### INSTRUCTION
Copy out the data below, replacing each occurrence of "a great help" with "very helpful" and changing nothing else. Leave the pictures out of your copy.

### RECORD LIST
########

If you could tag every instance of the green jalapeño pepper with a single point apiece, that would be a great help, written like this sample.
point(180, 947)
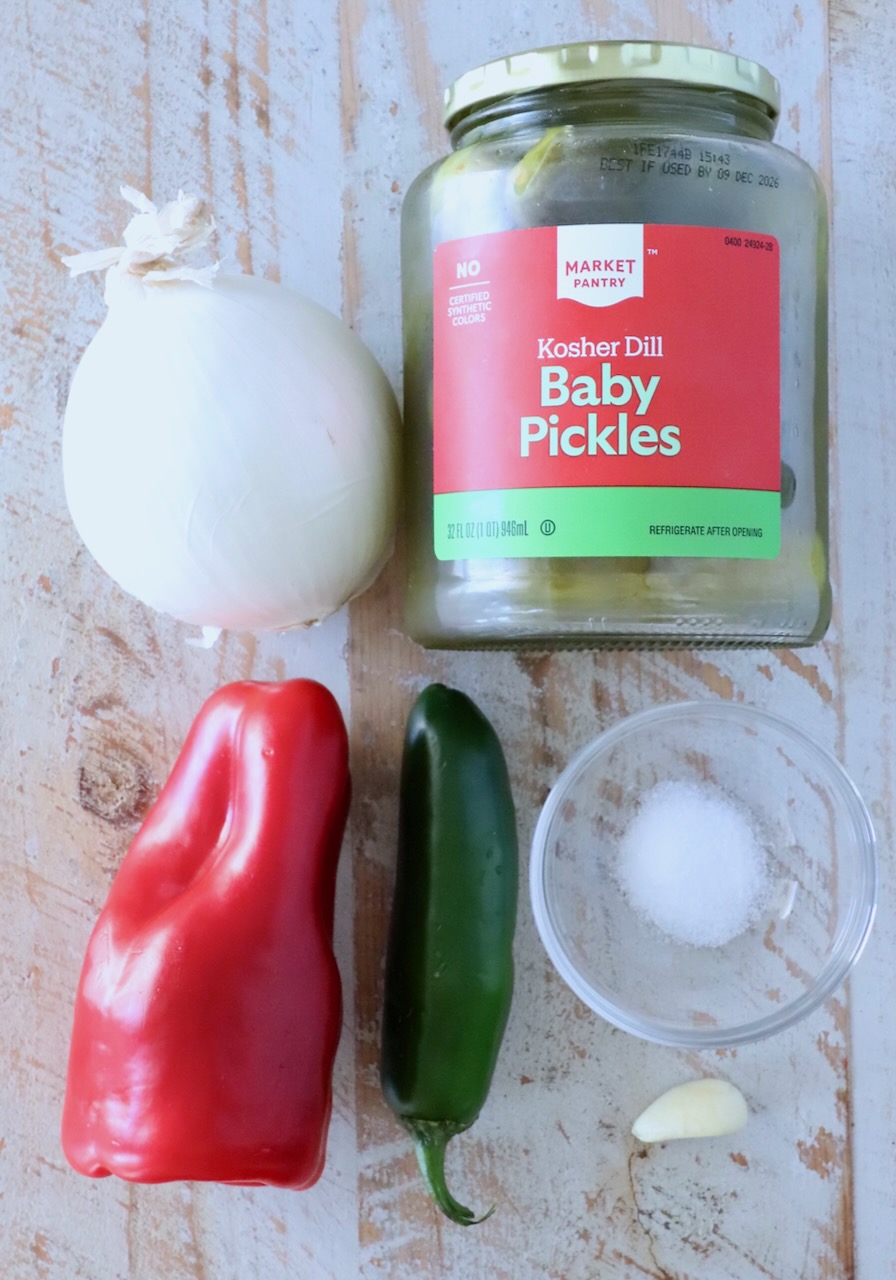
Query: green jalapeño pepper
point(449, 965)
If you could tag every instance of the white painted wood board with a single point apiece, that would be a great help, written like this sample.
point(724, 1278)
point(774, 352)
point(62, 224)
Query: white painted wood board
point(305, 124)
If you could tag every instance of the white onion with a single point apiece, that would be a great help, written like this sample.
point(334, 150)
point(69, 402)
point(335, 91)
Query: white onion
point(229, 448)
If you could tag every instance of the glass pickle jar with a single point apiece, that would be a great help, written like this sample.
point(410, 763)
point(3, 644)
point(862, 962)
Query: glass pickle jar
point(615, 314)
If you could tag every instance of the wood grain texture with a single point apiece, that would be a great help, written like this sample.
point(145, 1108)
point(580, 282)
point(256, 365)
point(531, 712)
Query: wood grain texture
point(576, 1196)
point(241, 103)
point(305, 124)
point(864, 163)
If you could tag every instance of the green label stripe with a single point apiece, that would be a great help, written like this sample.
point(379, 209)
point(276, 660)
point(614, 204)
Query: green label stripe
point(743, 524)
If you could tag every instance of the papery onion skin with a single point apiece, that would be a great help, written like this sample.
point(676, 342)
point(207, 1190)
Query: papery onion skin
point(231, 453)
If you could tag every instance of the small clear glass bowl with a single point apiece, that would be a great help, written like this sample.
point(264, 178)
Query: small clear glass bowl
point(822, 868)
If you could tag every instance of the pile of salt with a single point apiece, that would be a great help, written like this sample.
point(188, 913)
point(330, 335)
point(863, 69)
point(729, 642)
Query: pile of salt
point(693, 864)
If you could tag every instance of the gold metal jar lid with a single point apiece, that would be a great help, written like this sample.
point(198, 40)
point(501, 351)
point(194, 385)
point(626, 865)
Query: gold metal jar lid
point(592, 62)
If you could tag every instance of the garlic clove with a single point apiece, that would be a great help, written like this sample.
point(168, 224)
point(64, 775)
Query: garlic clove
point(700, 1109)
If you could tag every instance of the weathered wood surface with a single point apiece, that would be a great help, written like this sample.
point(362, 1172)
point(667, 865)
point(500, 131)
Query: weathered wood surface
point(305, 124)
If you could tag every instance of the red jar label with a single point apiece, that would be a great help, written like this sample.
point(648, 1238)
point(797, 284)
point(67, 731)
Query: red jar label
point(607, 391)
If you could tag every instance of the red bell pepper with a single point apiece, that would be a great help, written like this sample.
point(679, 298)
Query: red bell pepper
point(209, 1006)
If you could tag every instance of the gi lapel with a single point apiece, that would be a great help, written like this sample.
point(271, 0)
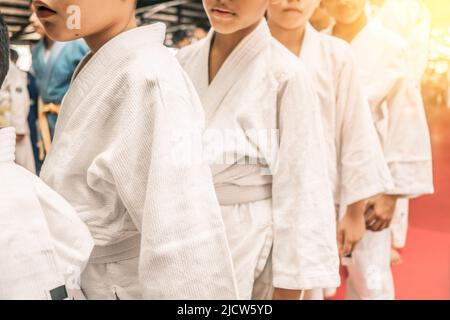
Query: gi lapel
point(239, 61)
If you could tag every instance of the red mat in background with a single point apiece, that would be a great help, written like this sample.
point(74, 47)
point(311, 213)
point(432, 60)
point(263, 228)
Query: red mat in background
point(425, 271)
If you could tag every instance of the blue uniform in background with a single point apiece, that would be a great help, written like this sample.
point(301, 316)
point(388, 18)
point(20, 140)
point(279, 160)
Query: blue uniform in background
point(54, 72)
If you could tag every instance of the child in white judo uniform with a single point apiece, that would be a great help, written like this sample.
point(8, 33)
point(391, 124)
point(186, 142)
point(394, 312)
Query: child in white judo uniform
point(44, 244)
point(15, 101)
point(275, 195)
point(399, 117)
point(154, 217)
point(356, 163)
point(411, 20)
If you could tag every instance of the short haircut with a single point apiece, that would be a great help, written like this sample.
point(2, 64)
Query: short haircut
point(4, 50)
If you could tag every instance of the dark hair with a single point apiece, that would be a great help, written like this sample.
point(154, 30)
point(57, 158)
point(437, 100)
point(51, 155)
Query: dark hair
point(4, 50)
point(203, 25)
point(14, 55)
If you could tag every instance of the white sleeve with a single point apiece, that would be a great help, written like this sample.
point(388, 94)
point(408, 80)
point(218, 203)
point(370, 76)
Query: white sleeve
point(184, 251)
point(20, 102)
point(407, 145)
point(71, 238)
point(363, 170)
point(305, 254)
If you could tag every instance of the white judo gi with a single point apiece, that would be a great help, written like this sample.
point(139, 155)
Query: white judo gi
point(357, 167)
point(15, 102)
point(356, 163)
point(411, 20)
point(279, 216)
point(399, 117)
point(44, 244)
point(155, 220)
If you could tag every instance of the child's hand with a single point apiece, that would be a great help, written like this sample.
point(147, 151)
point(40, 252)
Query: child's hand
point(285, 294)
point(380, 212)
point(351, 228)
point(19, 137)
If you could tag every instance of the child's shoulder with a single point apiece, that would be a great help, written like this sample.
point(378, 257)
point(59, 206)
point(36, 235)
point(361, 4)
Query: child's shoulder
point(187, 53)
point(152, 63)
point(283, 64)
point(381, 35)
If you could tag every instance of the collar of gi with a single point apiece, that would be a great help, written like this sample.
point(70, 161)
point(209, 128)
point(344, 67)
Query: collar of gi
point(7, 144)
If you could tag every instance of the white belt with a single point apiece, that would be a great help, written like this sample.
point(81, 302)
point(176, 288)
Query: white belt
point(231, 194)
point(124, 250)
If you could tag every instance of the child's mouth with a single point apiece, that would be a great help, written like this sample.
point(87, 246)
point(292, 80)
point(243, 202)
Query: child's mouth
point(223, 13)
point(43, 11)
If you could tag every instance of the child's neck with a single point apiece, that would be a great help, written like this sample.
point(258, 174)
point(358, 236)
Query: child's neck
point(223, 45)
point(349, 31)
point(96, 41)
point(48, 43)
point(290, 38)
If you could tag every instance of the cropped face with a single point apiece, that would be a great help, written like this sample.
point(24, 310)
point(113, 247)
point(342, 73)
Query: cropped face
point(37, 25)
point(65, 20)
point(291, 14)
point(230, 16)
point(320, 18)
point(345, 11)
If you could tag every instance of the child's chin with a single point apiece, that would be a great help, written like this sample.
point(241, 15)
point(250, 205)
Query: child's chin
point(62, 36)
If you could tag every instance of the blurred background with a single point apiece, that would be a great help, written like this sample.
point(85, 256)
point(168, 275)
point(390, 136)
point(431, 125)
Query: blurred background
point(425, 271)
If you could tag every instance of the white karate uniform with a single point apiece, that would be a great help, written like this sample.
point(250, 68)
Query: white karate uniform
point(399, 117)
point(44, 243)
point(357, 167)
point(411, 20)
point(356, 163)
point(155, 220)
point(14, 96)
point(278, 218)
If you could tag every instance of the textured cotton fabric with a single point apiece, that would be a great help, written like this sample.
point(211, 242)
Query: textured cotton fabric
point(262, 86)
point(397, 108)
point(44, 243)
point(399, 117)
point(356, 164)
point(115, 159)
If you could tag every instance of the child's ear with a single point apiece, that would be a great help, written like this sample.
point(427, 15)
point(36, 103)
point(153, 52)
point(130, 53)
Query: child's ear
point(4, 50)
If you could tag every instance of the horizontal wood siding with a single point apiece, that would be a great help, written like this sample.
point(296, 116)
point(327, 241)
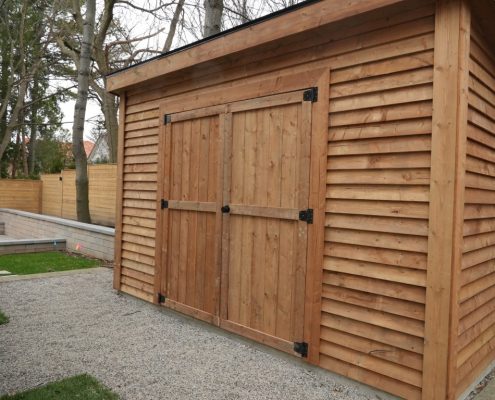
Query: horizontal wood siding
point(476, 340)
point(59, 194)
point(20, 194)
point(139, 203)
point(374, 272)
point(376, 237)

########

### SOLUTION FOR THIS TASK
If you could tag every instance of the green jalapeño pepper with a single point apiece, that would be very helpful, written like this sample.
point(180, 947)
Query: green jalapeño pepper
point(449, 965)
If you could tag every instance of the white painted wood board with a single point apiece, that would be very helpful, written like this sample.
point(724, 1278)
point(774, 352)
point(62, 224)
Query: white painted wood board
point(305, 124)
If you could tag every instance of the white onion with a single point apiece, that would be very helpful, written like this sample.
point(334, 150)
point(69, 402)
point(335, 91)
Query: white onion
point(229, 448)
If you could tag every instance of the glass pickle jar with a single point apiece, that would be very helpful, written like this sample.
point(410, 763)
point(3, 644)
point(862, 962)
Query: glass pickle jar
point(615, 314)
If you could tag every instance of the wood grain texture with a single point apiece, that would be very helpful, written like this sample.
point(145, 1108)
point(580, 282)
point(256, 365)
point(531, 712)
Query: wood grain texture
point(576, 1196)
point(241, 103)
point(305, 124)
point(864, 163)
If you could tag every instance of the green label stripe with a single point apiece, that would be very helpful, written like this sample.
point(379, 209)
point(276, 660)
point(614, 204)
Query: green label stripe
point(743, 524)
If you could tag every instance of the papery onion skin with a single point apiece, that would be very helpful, written like this sample.
point(676, 342)
point(207, 1190)
Query: papery onion skin
point(231, 453)
If you could tag every instance of the small clear glass bowl with a single point apiece, that would be very helpful, written like this sample.
point(264, 178)
Query: small clear glass bowl
point(822, 868)
If you could tag every instance of the pile of salt with a single point apiece, that would be very helpful, written like this sample.
point(188, 913)
point(330, 335)
point(863, 69)
point(729, 642)
Query: pile of salt
point(693, 864)
If you could tag every instance of the gold metal jar lid with a single point apiece, that would be very helpful, written like this sample.
point(198, 40)
point(501, 351)
point(194, 385)
point(626, 865)
Query: gold metal jar lid
point(592, 62)
If you could tag every instance of the garlic clove with a single point apiece, that would be very helpful, written like this sample.
point(168, 224)
point(64, 775)
Query: garlic clove
point(700, 1109)
If you could tag every instance of the weathered wood surface with a single point apiece, that would be very helpful, written like this sample.
point(362, 1172)
point(667, 865)
point(500, 131)
Query: weathered wood surface
point(305, 124)
If you could tag every instance of the red jar label with a single point apiece, that would be very helpful, written like this sample.
point(648, 1238)
point(797, 284)
point(67, 731)
Query: red jar label
point(607, 391)
If you could tag every instance of the red bell pepper with a single point apiece, that would be very helpful, written like this sample.
point(679, 298)
Query: red bell pepper
point(209, 1006)
If you could tag every instance of the gi lapel with a single point apiece, that would be very helpful, written like this sample.
point(271, 0)
Query: gi lapel
point(239, 61)
If you could tag every instance of the red mat in background with a single point apiece, that would be very helpful, written like this sample.
point(74, 47)
point(311, 213)
point(432, 60)
point(263, 228)
Query: red mat in background
point(425, 271)
If you could tag every instance of the blue uniform in background with a single point apiece, that would be very helpful, written like this sample.
point(301, 316)
point(388, 18)
point(20, 140)
point(279, 160)
Query: blue uniform in background
point(54, 72)
If you could tag every instance of the child in white judo uniform with a single point apiece, that would be very helpful, written like this sample.
point(8, 33)
point(391, 124)
point(186, 142)
point(394, 312)
Query: child in white judo uniform
point(44, 244)
point(15, 101)
point(275, 195)
point(399, 117)
point(154, 217)
point(356, 163)
point(411, 20)
If you could tag every instance of the short haircut with a single point apiece, that would be very helpful, written like this sample.
point(2, 64)
Query: short haircut
point(4, 50)
If you could tag every instance of the dark hair with a single point apiece, that would be very helpful, written like this sample.
point(154, 30)
point(57, 158)
point(437, 100)
point(51, 155)
Query: dark hair
point(4, 50)
point(203, 25)
point(14, 55)
If you could tag every instance of the white sleeve with a single point apiece, that would be very helpful, written like this sample.
point(388, 94)
point(408, 80)
point(218, 203)
point(370, 76)
Query: white sleeve
point(184, 251)
point(20, 102)
point(407, 145)
point(71, 238)
point(363, 170)
point(305, 254)
If you could tag every instance of the white judo gi with a single point apiece, that would be very helpful, written like this sample.
point(139, 155)
Query: white judo gi
point(357, 167)
point(15, 102)
point(356, 163)
point(411, 20)
point(279, 216)
point(399, 117)
point(44, 244)
point(155, 220)
If you could tag every instance of the child's hand with a single point apiece, that would be very helpful, written like this sample.
point(147, 151)
point(40, 252)
Query: child's hand
point(285, 294)
point(380, 212)
point(351, 228)
point(19, 137)
If you could tag every instance of the child's shoulder with a single point apiece, that would be very helpful, written like this sample.
point(378, 257)
point(59, 206)
point(36, 235)
point(361, 4)
Query: child's shoulder
point(187, 53)
point(152, 63)
point(283, 64)
point(381, 35)
If you could tag every instance of the collar of gi with a single point apiece, that would be very helpful, written like this sample.
point(70, 161)
point(209, 128)
point(344, 67)
Query: collar of gi
point(7, 144)
If you could tag every instance of the white belt with a single point apiece, that would be very helpful, written like this sample.
point(81, 302)
point(176, 288)
Query: white belt
point(231, 194)
point(124, 250)
If you could tag every instance of the child's mouth with a single point apiece, that would be very helpful, written like this sample.
point(87, 246)
point(292, 80)
point(243, 202)
Query: child's mouth
point(223, 13)
point(43, 11)
If you could tag every instance of the child's neck with a single point apiece, that would be very helpful, written like this sample.
point(258, 174)
point(358, 236)
Query: child's neck
point(223, 45)
point(349, 31)
point(96, 41)
point(48, 43)
point(290, 38)
If you could tag every instance of the cropped face with a single point apiece, that would be very helpful, written like this sample.
point(24, 310)
point(113, 247)
point(342, 73)
Query: cropped face
point(37, 25)
point(65, 20)
point(291, 14)
point(230, 16)
point(320, 18)
point(345, 11)
If you could tag every instance of the child's chin with a single point apiece, that would be very helpful, written like this sample.
point(241, 15)
point(250, 205)
Query: child's chin
point(62, 36)
If you could tag every instance of the blurred background with a single point apiece, that would be very helpful, written like this sample.
point(85, 256)
point(168, 275)
point(390, 136)
point(431, 125)
Query: blurred background
point(425, 271)
If you could tag every instance of the white karate uniform with a single point apiece, that would be very helpful, written like this sample.
point(250, 68)
Query: white karate uniform
point(399, 117)
point(44, 243)
point(357, 167)
point(411, 20)
point(356, 163)
point(155, 220)
point(14, 96)
point(278, 218)
If you could tag every instance of the textured cotton fabric with a single point apiece, that would be very helpful, written like this sample.
point(211, 242)
Query: textured cotton fabric
point(262, 86)
point(397, 108)
point(44, 243)
point(399, 117)
point(356, 164)
point(115, 159)
If you could tag every instance of the child's ear with a single point apiece, that would be very helpful, written like this sample.
point(427, 15)
point(36, 103)
point(153, 52)
point(130, 53)
Query: child's ear
point(4, 50)
If you could tag every instance of the horizontal wood siding with a single point apiece, that would be very helpful, written like this sample.
point(296, 116)
point(327, 241)
Query: horizontal wood siding
point(476, 340)
point(59, 194)
point(20, 194)
point(139, 203)
point(374, 272)
point(376, 237)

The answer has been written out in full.